Nintendo Switch」のヒットによって、任天堂の業績が顕著に拡大している。1個のヒット商品のおかげで、2017年3月期に6.0%だった営業利益率は18年3月期に16%超まで上昇した。ヒット商品のインパクトは大きい。

 近年の任天堂の経営を振り返ると、同社の経営は大きく変質している。もともとトランプや花札のメーカーだった同社は、これまでゲーム機を中心に大きなヒット商品を生み出してきた。そのヒット商品が、関連するゲームソフトや機器の売り上げにつながった。2002年に社長に就任した故岩田聡社長は、「Wii」をヒットさせた。06年にWiiが発売されると、老若男女がゲームを楽しむことができる特徴が支持され、多くの人が同機、そのソフトを求めた。それが、業績の拡大と株価上昇を支えた。
*****
#### [演習課題]
[A] 抜粋文によると、2017年3月期の任天堂の営業利益率は何%だったか。
[B] 任天堂の経営を扱った抜粋文の続きを書いてください。
このあとのリストは、ここでは使わない。
*****
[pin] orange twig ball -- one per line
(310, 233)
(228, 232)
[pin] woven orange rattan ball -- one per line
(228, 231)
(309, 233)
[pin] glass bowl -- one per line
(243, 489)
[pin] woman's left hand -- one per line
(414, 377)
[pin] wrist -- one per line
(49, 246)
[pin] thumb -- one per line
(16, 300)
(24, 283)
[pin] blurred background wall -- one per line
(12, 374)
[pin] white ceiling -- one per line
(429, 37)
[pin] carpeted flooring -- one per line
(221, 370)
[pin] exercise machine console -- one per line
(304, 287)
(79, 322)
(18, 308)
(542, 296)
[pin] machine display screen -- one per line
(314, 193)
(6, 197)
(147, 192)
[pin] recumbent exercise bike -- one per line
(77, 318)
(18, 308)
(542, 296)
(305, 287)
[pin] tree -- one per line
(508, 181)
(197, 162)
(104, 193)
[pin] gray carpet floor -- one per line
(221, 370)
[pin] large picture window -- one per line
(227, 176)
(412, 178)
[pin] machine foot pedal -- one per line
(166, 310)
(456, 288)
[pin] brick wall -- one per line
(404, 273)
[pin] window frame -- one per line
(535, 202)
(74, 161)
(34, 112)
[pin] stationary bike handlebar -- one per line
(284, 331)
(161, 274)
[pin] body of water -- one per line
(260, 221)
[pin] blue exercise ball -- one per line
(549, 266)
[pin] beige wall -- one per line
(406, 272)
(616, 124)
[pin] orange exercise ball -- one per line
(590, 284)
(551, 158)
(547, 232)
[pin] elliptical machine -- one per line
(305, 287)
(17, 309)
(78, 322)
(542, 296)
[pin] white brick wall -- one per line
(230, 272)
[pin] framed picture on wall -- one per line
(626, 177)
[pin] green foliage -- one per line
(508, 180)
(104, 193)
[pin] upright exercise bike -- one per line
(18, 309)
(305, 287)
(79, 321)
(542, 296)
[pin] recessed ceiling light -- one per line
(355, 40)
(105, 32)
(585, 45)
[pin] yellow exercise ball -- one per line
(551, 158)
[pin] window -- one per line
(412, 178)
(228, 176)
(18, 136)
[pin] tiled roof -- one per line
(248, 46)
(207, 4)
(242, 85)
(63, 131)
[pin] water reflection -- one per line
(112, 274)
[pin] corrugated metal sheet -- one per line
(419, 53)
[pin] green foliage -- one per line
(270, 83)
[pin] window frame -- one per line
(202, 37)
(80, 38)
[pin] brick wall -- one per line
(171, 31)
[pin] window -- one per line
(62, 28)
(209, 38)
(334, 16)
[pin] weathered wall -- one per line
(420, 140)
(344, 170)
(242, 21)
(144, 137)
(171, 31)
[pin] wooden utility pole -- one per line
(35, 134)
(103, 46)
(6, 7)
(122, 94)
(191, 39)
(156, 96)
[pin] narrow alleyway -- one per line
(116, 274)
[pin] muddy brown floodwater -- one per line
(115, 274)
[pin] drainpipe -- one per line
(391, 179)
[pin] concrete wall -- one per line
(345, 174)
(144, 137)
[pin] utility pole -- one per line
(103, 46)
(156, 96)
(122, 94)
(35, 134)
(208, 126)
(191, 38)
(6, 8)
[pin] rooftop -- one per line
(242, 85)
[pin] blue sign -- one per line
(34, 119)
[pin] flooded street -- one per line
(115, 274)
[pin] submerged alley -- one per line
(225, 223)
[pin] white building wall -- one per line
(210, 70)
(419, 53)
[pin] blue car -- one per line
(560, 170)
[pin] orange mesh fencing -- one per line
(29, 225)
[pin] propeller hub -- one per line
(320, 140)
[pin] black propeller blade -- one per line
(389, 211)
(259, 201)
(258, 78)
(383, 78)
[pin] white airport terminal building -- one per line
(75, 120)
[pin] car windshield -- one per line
*****
#### [解答一覧]
[A] 6.0%

[B]
 ただ、ヒット商品はなかなか続かなかない。Wiiの人気が一巡するとともに、業績は伸び悩み、悪化した。6月末、岩田氏が開発に着手したNintendo Switchのヒットを実現させた君島達己社長は退任する予定である。次期社長に就任予定の古川俊太郎氏は、君島氏の発想を踏襲し、Switchを中心に関連するプロダクトやソフトの開発に力を入れることが予想される。

 今後、Switchブームが冷めると、任天堂の成長にはブレーキがかかる恐れがある。そのリスクを抑えるには、同社が新しい収益の柱を育てなければならない。次期社長が新しい商品の開発や海外事業の強化にコミットし、新しいヒット商品を生み出せるかに注目したい。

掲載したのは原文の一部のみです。